# [Tâche A]
D'après l'extrait ci-dessous sur les femmes au Venezuela, quelle fonction occupe Maria Rosa Jiménez ?

# [Extrait du document]
»»
AU VENEZUELA, LES FEMMES GRANDISSENT POLITIQUEMENT

Par : Geraldina Colotti, 30/10/2018

Entretien avec la dirigeante bolivarienne Maria Rosa Jiménez lors du IIème Congrès des Femmes Vénézuéliennes.

Maria Rosa Jiménez (au centre, avec la fillette) et ses compagnes de lutte

En tant que Secrétaire Exécutive des Missions et Grandes Missions, ces programmes sociaux créés par Hugo Chavez et appliqués dans les différents domaines de compétence des ministères correspondants, Maria Rosa Jiménez joue un rôle prépondérant qui lui permet de prendre le pouls de la Révolution Bolivarienne et, en particulier de celui des femmes.
««
# [Lignes affichées]
»»
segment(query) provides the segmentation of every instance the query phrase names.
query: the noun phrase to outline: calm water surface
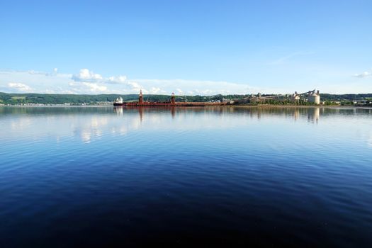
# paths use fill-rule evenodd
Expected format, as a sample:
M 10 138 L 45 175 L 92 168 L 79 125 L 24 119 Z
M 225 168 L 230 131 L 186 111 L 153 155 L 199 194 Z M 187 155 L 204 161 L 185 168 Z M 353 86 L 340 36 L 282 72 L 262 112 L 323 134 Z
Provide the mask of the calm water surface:
M 372 109 L 0 107 L 1 247 L 150 243 L 371 247 Z

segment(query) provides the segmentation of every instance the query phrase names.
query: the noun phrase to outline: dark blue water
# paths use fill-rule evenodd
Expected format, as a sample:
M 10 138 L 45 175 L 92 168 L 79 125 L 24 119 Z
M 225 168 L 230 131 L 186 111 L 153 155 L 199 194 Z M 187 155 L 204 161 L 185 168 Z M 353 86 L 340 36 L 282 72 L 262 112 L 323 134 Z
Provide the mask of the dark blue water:
M 0 108 L 0 247 L 372 245 L 372 109 Z

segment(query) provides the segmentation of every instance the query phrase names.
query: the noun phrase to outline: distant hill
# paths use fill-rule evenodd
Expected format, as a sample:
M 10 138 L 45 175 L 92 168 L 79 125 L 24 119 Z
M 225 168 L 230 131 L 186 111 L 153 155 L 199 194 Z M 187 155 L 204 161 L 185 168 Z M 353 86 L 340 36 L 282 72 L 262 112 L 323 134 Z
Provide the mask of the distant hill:
M 113 102 L 120 96 L 125 101 L 137 101 L 137 94 L 100 94 L 100 95 L 75 95 L 75 94 L 7 94 L 0 92 L 0 104 L 96 104 L 98 103 Z M 177 96 L 177 101 L 213 101 L 223 99 L 242 98 L 249 95 L 215 95 L 215 96 Z M 264 96 L 264 95 L 263 95 Z M 164 101 L 170 99 L 168 95 L 145 95 L 144 100 L 149 101 Z M 351 101 L 353 100 L 372 99 L 372 94 L 320 94 L 322 101 Z

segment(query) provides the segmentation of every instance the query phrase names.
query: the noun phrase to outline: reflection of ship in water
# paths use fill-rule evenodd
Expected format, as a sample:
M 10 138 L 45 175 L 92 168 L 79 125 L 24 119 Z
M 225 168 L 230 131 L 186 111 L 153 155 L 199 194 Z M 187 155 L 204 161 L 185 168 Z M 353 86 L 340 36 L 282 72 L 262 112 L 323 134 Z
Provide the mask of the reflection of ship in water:
M 259 107 L 235 107 L 235 106 L 196 106 L 195 108 L 182 108 L 175 106 L 159 106 L 152 108 L 151 106 L 125 106 L 113 108 L 114 112 L 118 115 L 123 115 L 125 113 L 128 114 L 137 113 L 140 120 L 142 122 L 144 115 L 146 114 L 170 114 L 172 119 L 176 118 L 176 115 L 184 113 L 193 114 L 213 114 L 213 115 L 249 115 L 251 118 L 257 118 L 258 120 L 265 118 L 269 115 L 283 116 L 292 118 L 295 121 L 299 120 L 307 120 L 308 122 L 317 123 L 320 116 L 325 114 L 323 108 L 259 108 Z
M 144 101 L 142 90 L 140 91 L 138 101 L 136 102 L 125 102 L 121 97 L 119 97 L 113 102 L 113 106 L 115 107 L 171 107 L 171 106 L 223 106 L 227 105 L 227 102 L 176 102 L 176 96 L 174 93 L 171 94 L 171 100 L 168 101 Z

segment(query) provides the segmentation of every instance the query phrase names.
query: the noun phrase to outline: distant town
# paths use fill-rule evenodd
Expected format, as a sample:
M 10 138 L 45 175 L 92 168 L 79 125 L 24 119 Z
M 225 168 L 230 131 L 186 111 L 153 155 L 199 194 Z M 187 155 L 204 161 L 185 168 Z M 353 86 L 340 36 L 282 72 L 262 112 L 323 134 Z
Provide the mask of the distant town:
M 134 102 L 139 94 L 7 94 L 0 92 L 0 106 L 90 106 L 112 105 L 118 97 L 123 101 Z M 146 101 L 167 101 L 170 95 L 144 95 Z M 262 104 L 295 106 L 372 106 L 372 94 L 321 94 L 315 89 L 303 93 L 295 91 L 288 94 L 250 94 L 246 95 L 176 96 L 176 102 L 222 103 L 227 105 Z

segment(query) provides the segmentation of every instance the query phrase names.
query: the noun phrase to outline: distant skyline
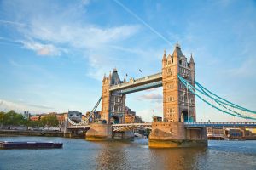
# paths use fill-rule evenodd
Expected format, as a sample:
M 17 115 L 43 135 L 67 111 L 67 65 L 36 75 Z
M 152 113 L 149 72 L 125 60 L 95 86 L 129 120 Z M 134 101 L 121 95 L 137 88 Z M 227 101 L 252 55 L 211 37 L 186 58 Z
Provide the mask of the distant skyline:
M 0 110 L 85 113 L 104 73 L 160 72 L 178 42 L 189 60 L 193 53 L 199 82 L 256 110 L 255 16 L 253 0 L 0 0 Z M 145 121 L 162 116 L 162 88 L 128 94 L 126 105 Z M 196 115 L 246 121 L 199 99 Z

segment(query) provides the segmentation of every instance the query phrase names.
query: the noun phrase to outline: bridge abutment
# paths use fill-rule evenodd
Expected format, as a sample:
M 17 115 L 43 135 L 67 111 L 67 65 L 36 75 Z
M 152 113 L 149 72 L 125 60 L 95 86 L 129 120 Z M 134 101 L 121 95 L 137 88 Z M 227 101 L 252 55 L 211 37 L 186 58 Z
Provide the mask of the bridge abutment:
M 85 139 L 90 141 L 108 140 L 112 139 L 112 127 L 109 124 L 91 124 Z
M 113 132 L 113 138 L 114 139 L 133 139 L 134 133 L 133 131 Z
M 150 148 L 207 147 L 207 144 L 205 128 L 185 128 L 180 122 L 152 122 Z

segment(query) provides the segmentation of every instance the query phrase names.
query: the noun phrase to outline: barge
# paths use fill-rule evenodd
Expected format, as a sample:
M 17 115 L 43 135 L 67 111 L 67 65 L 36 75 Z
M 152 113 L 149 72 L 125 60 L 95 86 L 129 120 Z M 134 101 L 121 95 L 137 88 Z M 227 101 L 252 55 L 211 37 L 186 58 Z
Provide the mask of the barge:
M 0 149 L 51 149 L 62 145 L 63 143 L 54 142 L 0 142 Z

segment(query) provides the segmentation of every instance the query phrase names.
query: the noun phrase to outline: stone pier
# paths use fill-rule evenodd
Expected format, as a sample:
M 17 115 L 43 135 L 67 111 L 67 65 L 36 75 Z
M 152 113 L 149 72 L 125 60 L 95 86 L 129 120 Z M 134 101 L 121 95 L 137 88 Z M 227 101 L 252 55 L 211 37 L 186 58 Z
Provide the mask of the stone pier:
M 109 140 L 112 139 L 112 127 L 109 124 L 91 124 L 85 139 L 90 141 Z
M 180 122 L 152 122 L 150 148 L 207 147 L 207 144 L 205 128 L 185 128 Z

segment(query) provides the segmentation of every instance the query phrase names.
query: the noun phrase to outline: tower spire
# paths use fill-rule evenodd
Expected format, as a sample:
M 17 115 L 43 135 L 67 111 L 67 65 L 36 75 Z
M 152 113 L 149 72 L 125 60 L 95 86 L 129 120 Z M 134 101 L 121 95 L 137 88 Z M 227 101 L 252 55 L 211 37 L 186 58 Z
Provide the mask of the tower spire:
M 193 54 L 191 53 L 190 54 L 191 54 L 191 56 L 190 56 L 189 63 L 194 63 L 195 64 L 194 59 L 193 59 Z

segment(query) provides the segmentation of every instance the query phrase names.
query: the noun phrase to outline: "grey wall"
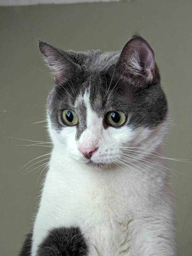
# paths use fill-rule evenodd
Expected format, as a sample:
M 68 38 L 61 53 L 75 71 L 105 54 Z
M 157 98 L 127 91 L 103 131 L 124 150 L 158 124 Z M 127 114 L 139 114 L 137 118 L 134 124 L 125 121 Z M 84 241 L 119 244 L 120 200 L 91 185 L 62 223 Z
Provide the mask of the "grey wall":
M 192 11 L 191 0 L 0 8 L 1 255 L 16 255 L 37 206 L 43 172 L 37 183 L 42 169 L 24 175 L 22 172 L 30 165 L 20 169 L 49 150 L 36 146 L 22 148 L 16 145 L 36 142 L 10 138 L 48 140 L 45 123 L 31 124 L 45 119 L 45 104 L 53 84 L 35 37 L 63 49 L 113 50 L 121 49 L 132 32 L 140 32 L 156 53 L 169 102 L 173 121 L 164 145 L 166 154 L 191 160 Z M 174 172 L 177 177 L 173 175 L 172 179 L 178 255 L 191 256 L 192 165 L 170 163 L 179 172 Z

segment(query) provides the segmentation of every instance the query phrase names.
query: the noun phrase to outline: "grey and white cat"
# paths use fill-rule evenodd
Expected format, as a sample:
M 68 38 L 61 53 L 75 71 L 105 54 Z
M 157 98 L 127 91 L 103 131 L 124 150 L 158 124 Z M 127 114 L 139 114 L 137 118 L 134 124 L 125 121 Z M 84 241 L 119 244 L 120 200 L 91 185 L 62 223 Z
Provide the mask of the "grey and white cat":
M 39 42 L 56 85 L 54 147 L 21 255 L 173 256 L 174 204 L 162 155 L 168 107 L 154 52 L 64 51 Z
««
# [Tâche B]
Relevez, s'il vous plaît, chacune des lignes ci-dessus qui contient la chaîne "surface", en respectant la casse.

# [Réponse complète A]
Elle est Secrétaire Exécutive des Missions et Grandes Missions.

# [Réponse complète B]
query: the noun phrase to outline: calm water surface
Provide the mask of the calm water surface:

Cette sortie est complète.